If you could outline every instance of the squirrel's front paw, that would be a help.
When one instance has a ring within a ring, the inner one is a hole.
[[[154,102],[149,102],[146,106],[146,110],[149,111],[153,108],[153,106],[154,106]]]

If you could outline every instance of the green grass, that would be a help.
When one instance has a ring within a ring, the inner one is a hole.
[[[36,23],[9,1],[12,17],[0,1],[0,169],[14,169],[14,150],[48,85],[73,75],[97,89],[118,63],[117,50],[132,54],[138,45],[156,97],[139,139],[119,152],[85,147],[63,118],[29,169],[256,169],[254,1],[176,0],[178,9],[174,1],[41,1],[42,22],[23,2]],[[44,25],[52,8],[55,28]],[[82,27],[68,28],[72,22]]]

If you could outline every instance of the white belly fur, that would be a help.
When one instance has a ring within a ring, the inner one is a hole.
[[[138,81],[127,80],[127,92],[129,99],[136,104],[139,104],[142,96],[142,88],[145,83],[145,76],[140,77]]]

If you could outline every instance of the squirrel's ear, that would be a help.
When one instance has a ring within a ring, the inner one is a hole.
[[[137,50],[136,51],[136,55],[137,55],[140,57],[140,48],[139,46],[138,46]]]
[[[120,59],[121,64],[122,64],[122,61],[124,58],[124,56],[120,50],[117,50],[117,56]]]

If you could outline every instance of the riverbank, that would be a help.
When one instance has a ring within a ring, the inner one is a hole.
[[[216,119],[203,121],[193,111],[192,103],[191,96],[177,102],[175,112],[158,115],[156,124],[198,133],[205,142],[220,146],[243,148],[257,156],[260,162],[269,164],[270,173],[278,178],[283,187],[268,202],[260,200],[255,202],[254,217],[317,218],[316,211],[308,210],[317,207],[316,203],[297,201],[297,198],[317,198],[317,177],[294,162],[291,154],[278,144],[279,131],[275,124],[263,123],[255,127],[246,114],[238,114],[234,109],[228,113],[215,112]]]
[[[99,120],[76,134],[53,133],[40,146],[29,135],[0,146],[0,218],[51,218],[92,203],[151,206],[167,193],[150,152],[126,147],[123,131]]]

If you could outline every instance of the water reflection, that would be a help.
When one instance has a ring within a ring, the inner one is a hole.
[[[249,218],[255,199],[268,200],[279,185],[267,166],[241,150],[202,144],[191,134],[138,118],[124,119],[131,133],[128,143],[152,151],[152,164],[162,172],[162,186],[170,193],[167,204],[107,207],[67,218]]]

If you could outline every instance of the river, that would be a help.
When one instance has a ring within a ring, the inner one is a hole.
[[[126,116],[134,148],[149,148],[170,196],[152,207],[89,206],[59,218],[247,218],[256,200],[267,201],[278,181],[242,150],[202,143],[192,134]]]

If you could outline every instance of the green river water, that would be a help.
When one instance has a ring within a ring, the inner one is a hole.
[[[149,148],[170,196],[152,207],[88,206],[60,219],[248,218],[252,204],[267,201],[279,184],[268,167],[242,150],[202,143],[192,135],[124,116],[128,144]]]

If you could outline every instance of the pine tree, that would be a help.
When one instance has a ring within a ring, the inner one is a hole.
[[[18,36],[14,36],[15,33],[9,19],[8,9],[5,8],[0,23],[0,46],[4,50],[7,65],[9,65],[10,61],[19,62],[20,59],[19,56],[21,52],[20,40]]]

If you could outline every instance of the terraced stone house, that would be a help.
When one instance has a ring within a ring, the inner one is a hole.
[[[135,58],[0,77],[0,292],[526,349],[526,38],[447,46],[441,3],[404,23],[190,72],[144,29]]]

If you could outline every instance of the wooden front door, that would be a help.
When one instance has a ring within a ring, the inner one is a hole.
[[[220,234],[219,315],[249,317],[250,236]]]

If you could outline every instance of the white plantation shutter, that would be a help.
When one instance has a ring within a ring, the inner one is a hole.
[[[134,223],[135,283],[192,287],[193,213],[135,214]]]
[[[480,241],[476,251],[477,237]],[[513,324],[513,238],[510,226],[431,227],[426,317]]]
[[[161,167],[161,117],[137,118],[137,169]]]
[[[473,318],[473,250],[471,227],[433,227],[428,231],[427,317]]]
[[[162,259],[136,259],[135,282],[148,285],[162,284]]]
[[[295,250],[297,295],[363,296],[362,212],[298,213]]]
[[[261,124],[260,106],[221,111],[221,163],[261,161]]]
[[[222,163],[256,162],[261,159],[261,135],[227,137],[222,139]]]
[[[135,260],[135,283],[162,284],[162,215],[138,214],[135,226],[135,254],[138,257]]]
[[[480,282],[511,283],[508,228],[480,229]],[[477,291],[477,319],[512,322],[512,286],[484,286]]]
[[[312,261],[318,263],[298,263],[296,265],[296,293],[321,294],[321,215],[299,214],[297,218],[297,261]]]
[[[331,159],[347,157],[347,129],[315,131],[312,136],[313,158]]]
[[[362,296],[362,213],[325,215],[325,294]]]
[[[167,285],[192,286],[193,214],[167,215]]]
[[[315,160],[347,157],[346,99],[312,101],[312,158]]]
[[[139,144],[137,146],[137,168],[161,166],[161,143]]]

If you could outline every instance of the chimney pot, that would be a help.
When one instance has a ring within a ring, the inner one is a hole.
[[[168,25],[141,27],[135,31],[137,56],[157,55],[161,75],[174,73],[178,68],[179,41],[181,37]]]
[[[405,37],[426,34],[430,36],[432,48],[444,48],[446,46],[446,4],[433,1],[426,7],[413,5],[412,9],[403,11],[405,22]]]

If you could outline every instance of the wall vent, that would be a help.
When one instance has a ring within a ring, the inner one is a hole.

-------------------------

== TASK DETAILS ==
Copy all of the records above word for word, leaving every line unchanged.

== OUTPUT FOR THIS EXERCISE ==
If you could outline every instance of the squirrel's front paw, that would be a help.
When one instance has a ring within a ring, the inner one is a hole.
[[[154,102],[149,102],[146,106],[146,110],[149,111],[153,108],[153,106],[154,106]]]

If you could outline every instance of the green grass, that would be a help.
When one instance has a ring within a ring, the inner one is a hole.
[[[36,23],[9,1],[12,17],[0,1],[0,169],[14,169],[14,150],[48,85],[73,75],[97,89],[118,63],[117,50],[132,54],[138,45],[156,97],[139,139],[119,152],[85,147],[63,118],[29,169],[256,169],[254,1],[176,0],[178,9],[174,1],[41,1],[42,22],[23,2]],[[44,25],[52,8],[55,28]],[[82,27],[68,28],[72,22]]]

If you could outline every instance of the white belly fur, that would be a help.
When one instance has a ring within a ring, the inner one is a hole.
[[[138,81],[127,80],[127,92],[129,99],[136,104],[139,104],[142,96],[142,88],[145,83],[145,76],[140,77]]]

If you could outline every instance of the squirrel's ear, that would be a help.
When one instance has a ring within a ring, the inner one is a hole.
[[[137,50],[136,51],[136,55],[137,55],[140,57],[140,48],[139,46],[138,46]]]
[[[120,59],[121,64],[122,64],[122,61],[124,58],[124,56],[120,50],[117,50],[117,56]]]

If you could outline every instance of the riverbank, that would be a help.
When one instance has a ring within a ring, the inner one is a hole.
[[[216,119],[203,121],[193,111],[192,103],[191,96],[177,102],[175,112],[158,115],[156,124],[198,133],[205,142],[220,146],[243,148],[257,156],[260,162],[269,164],[270,173],[278,178],[283,187],[268,202],[260,200],[255,202],[254,217],[317,218],[316,211],[308,210],[317,207],[316,203],[297,201],[297,198],[317,198],[317,177],[294,162],[291,154],[278,144],[279,131],[275,124],[263,123],[255,127],[246,114],[238,114],[234,109],[228,113],[215,112]]]
[[[99,120],[76,134],[53,133],[40,146],[29,135],[0,146],[0,218],[51,218],[92,203],[151,206],[167,193],[150,152],[126,147],[123,131]]]

If you could outline every instance of the water reflection, that would be a help.
When one instance has a ring within a ring, the inner one is a hole.
[[[249,218],[255,199],[268,200],[279,185],[267,166],[241,150],[202,144],[191,134],[138,118],[124,119],[131,133],[128,143],[152,151],[152,164],[162,172],[162,186],[170,193],[167,204],[107,207],[67,218]]]

If you could outline every instance of the river, that would be a help.
When one instance has a ring within a ring, the inner one is a hole.
[[[126,116],[134,148],[149,148],[170,196],[152,207],[89,206],[59,218],[247,218],[256,200],[267,201],[278,181],[242,150],[202,143],[192,134]]]

If you could outline every instance of the green river water, that would be a help.
When one instance has a ring within a ring, the inner one is a hole.
[[[149,148],[170,196],[152,207],[88,206],[60,219],[248,218],[252,204],[267,201],[279,184],[268,167],[242,150],[202,143],[192,135],[124,116],[128,144]]]

If you could outline every instance of the pine tree, that would be a help.
When one instance has a ring within a ring, the inner one is a hole.
[[[18,36],[14,36],[15,33],[9,19],[8,9],[5,8],[0,23],[0,46],[4,50],[7,65],[9,65],[10,61],[19,62],[20,59],[19,56],[21,52],[20,40]]]

If you could outline every instance of the terraced stone house, that would be a help.
When one instance has a ring within a ring, the inner one is a hole.
[[[135,58],[0,77],[0,292],[526,349],[526,38],[447,46],[441,3],[404,23],[190,72],[144,29]]]

If you could outline every instance of the wooden front door, that would be a help.
When one instance has a ring within a ring, the inner one is a hole.
[[[220,234],[219,315],[249,317],[250,236]]]

If you could outline every instance of the white plantation shutter, that would be a help.
When one instance has a ring within a ring, the inner one is a hole.
[[[134,223],[135,283],[192,287],[193,213],[135,214]]]
[[[480,241],[476,251],[477,237]],[[513,324],[513,238],[510,226],[431,227],[426,317]]]
[[[161,167],[161,117],[137,118],[137,169]]]
[[[473,318],[473,250],[471,227],[433,227],[428,231],[427,317]]]
[[[162,259],[136,259],[135,282],[148,285],[162,284]]]
[[[295,250],[297,295],[363,296],[362,212],[298,213]]]
[[[261,124],[260,106],[221,111],[221,163],[261,161]]]
[[[222,163],[256,162],[261,159],[261,135],[227,137],[222,139]]]
[[[135,260],[135,283],[162,284],[162,215],[138,214],[135,226],[135,254],[138,257]]]
[[[480,282],[511,283],[508,228],[480,229]],[[477,291],[477,319],[512,322],[512,286],[484,286]]]
[[[312,261],[318,263],[298,263],[296,265],[296,293],[321,294],[321,215],[299,214],[297,218],[297,261]]]
[[[331,159],[347,157],[347,129],[315,131],[312,136],[313,158]]]
[[[362,296],[362,213],[325,215],[325,294]]]
[[[167,285],[192,286],[193,214],[167,215]]]
[[[315,160],[347,157],[346,99],[312,101],[312,158]]]
[[[139,144],[137,146],[137,168],[161,166],[161,143]]]

If you could outline every instance of the chimney pot, that would be a help.
When one instance has a ring within a ring, the inner one is a hole.
[[[168,25],[141,27],[135,31],[137,56],[157,55],[161,75],[174,73],[178,68],[179,41],[181,37]]]
[[[405,37],[426,34],[430,36],[432,48],[444,48],[446,46],[446,4],[433,1],[426,7],[413,5],[412,9],[403,11],[405,22]]]

If you could outline every instance of the wall vent, that would be a help.
When one instance has a ring within a ring, the inner one is a hole.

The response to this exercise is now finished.